Vorliegender Text
::::
Dies stimmt mit der EuGH-Rechtsprechung überein. So hat der EuGH mit Urteil vom 27.9.2012 C-392/11, Field Fischer Waterhouse (UR 2012, 964 = SIS 12 33 69) entschieden, dass eine Vermietung von Grundstücken und die mit dieser Vermietung zusammenhängenden Dienstleistungen eine einheitliche Leistung darstellen können, wobei z.B. der Umstand, dass Dienstleistungen grundsätzlich von einem Dritten erbracht werden könnten, nicht den Schluss zulässt, dass diese keine einheitliche Leistung darstellen.

 

 

22

cc) Die Rechtsprechungsänderung durch das BFH-Urteil in BFHE 221, 310, BStBl II 2009, 60 = SIS 08 14 79 wirkt sich auch auf die Standplatzüberlassung bei Kirmesveranstaltungen aus. Wie das FG zutreffend entschieden hat, ist eine derartige Standplatzüberlassung in vollem Umfang steuerfrei und nicht in eine steuerpflichtige und eine steuerfreie Leistung aufzuteilen. Der Senat hält daher auch insoweit an seiner dem entgegenstehenden Rechtsprechung (BFH-Urteile vom 7.4.1960 V 142/58 U, BFHE 71, 41, BStBl III 1960, 261 = SIS 60 01 52, und vom 25.4.1968 V 120/64, BFHE 93, 393, BStBl II 1969, 94 = SIS 69 00 69) nicht mehr fest.
::::
Bereitgestellte Datensätze
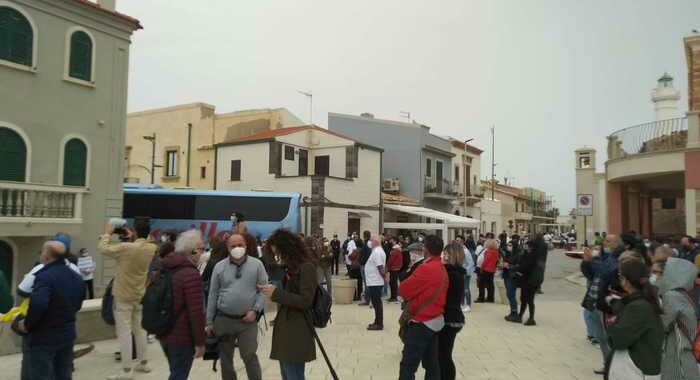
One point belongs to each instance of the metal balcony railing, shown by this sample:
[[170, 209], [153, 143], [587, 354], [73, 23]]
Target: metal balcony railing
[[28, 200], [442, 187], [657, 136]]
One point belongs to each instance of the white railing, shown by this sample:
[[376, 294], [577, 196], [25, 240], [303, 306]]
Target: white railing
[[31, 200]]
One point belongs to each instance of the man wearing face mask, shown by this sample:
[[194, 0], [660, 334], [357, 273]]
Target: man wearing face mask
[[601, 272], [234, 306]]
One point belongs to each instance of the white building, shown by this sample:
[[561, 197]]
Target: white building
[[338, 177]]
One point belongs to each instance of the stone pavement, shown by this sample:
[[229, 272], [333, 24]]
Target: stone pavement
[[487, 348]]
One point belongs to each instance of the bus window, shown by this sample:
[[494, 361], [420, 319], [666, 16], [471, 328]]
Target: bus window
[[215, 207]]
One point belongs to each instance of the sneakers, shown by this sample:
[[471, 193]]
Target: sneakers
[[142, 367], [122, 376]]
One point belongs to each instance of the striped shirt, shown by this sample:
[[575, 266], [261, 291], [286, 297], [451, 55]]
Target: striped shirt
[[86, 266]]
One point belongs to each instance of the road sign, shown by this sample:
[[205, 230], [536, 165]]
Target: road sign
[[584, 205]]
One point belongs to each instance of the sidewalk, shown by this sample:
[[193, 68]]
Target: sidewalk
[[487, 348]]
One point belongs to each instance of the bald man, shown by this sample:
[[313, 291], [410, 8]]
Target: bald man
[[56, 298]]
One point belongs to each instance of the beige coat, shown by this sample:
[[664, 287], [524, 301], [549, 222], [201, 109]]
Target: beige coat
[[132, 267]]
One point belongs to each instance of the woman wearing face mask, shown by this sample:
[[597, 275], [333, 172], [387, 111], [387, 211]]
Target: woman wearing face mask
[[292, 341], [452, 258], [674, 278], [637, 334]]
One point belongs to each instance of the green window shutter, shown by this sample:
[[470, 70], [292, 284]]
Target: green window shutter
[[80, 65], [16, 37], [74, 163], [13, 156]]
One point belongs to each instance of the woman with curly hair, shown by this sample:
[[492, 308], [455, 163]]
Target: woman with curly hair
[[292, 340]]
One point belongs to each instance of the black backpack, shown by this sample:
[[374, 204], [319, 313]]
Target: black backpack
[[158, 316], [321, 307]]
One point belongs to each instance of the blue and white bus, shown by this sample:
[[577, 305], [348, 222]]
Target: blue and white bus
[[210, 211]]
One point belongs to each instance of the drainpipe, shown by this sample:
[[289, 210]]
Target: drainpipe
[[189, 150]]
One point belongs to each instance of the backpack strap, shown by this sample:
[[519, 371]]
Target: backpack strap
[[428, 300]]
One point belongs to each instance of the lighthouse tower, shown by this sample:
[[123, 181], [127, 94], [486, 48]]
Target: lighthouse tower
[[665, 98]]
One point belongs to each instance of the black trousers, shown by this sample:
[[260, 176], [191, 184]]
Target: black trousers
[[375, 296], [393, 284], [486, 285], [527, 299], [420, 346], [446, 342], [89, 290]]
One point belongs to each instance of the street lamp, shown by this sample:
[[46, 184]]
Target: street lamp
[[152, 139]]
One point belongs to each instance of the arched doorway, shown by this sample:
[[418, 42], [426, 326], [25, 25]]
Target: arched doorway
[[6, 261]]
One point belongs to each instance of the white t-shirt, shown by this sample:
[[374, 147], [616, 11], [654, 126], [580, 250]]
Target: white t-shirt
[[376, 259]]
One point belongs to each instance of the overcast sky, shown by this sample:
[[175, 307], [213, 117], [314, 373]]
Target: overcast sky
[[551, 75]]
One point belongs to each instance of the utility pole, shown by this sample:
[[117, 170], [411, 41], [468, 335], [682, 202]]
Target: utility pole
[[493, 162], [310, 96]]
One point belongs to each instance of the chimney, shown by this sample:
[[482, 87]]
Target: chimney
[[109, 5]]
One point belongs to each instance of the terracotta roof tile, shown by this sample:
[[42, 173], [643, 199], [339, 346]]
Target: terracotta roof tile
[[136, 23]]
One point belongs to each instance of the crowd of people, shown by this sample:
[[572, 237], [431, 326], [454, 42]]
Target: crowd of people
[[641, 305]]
::::
Ihre Aufgabe
Schreiben Sie den Text über die Standplatzüberlassung neu, alles von "cc) Die Rechtsprechungsänderung" bis hinunter zu "nicht mehr fest.", und setzen Sie dabei "Volksfesten" an die Stelle von "Kirmesveranstaltungen". Die Datensätze spielen hierfür keine Rolle.

Lösung
cc) Die Rechtsprechungsänderung durch das BFH-Urteil in BFHE 221, 310, BStBl II 2009, 60 = SIS 08 14 79 wirkt sich auch auf die Standplatzüberlassung bei Volksfesten aus. Wie das FG zutreffend entschieden hat, ist eine derartige Standplatzüberlassung in vollem Umfang steuerfrei und nicht in eine steuerpflichtige und eine steuerfreie Leistung aufzuteilen. Der Senat hält daher auch insoweit an seiner dem entgegenstehenden Rechtsprechung (BFH-Urteile vom 7.4.1960 V 142/58 U, BFHE 71, 41, BStBl III 1960, 261 = SIS 60 01 52, und vom 25.4.1968 V 120/64, BFHE 93, 393, BStBl II 1969, 94 = SIS 69 00 69) nicht mehr fest.